> **Stored data entries**

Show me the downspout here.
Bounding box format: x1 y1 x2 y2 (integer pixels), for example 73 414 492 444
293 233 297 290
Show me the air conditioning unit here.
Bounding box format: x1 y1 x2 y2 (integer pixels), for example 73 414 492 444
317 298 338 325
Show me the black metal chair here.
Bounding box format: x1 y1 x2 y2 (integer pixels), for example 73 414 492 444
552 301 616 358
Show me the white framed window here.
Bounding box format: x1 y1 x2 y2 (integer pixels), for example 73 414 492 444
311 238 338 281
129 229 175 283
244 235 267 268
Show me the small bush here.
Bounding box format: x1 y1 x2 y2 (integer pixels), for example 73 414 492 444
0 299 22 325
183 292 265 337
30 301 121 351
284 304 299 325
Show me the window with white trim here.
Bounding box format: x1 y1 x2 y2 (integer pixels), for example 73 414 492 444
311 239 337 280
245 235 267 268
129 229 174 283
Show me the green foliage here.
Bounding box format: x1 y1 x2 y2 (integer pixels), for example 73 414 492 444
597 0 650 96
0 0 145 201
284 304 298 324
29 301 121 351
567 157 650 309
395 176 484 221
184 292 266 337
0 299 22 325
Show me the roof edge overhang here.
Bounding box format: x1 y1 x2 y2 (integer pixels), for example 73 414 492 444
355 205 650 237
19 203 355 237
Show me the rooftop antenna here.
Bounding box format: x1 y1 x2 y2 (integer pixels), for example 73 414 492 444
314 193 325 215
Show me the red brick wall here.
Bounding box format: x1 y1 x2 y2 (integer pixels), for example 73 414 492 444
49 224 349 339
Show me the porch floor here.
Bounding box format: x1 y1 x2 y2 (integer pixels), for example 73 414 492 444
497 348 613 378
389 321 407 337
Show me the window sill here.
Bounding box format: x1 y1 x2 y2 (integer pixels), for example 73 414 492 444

> **WHAT YOU HAVE TO DO**
All lines from the one containing "Show me the black metal chair here." through the final line of the records above are to be set down exactly, and no other line is to appear.

> **REPLY**
Show me the black metal chair here.
Bounding box format: x1 y1 x2 y2 (integer pixels), for example 73 414 492 444
552 301 616 358
Show me the white framed window here.
Bounding box format: x1 y1 x2 y2 (integer pixels), for example 73 414 492 444
311 238 338 281
129 229 175 283
244 235 267 268
Show me the small bush here.
Bounding box format: x1 y1 x2 y2 (integer pixels), for example 73 414 492 444
0 299 22 325
183 292 265 337
30 301 121 351
284 304 299 325
Show me the window with white trim here.
Bounding box format: x1 y1 x2 y2 (integer pixels), for example 73 414 492 444
311 239 337 280
245 235 267 268
129 229 174 283
Show me the green foliage here.
Bounding box format: x1 y1 x2 y2 (integer pixels), for example 73 414 492 444
597 0 650 96
0 0 145 201
284 304 298 324
29 301 121 351
567 157 650 309
395 176 484 221
184 292 266 337
0 299 22 325
Show me the roof edge overhang here.
Bounding box format: x1 y1 x2 y2 (integer pixels), for example 73 414 492 444
355 205 650 237
19 203 355 237
Show me the rooftop antenna here.
Bounding box format: x1 y1 x2 y2 (integer pixels), for example 73 414 492 444
314 193 325 215
Show me the red brick wall here.
Bounding box format: x1 y1 x2 y2 (integer pixels), for example 73 414 492 444
49 224 349 339
Show me the porch floor here.
Bounding box format: x1 y1 x2 y2 (integer pixels), for example 73 414 492 444
497 348 613 378
389 321 407 337
Show me the window sill here.
Bounding box format: x1 y1 x2 y2 (integer pixels), for example 73 414 492 444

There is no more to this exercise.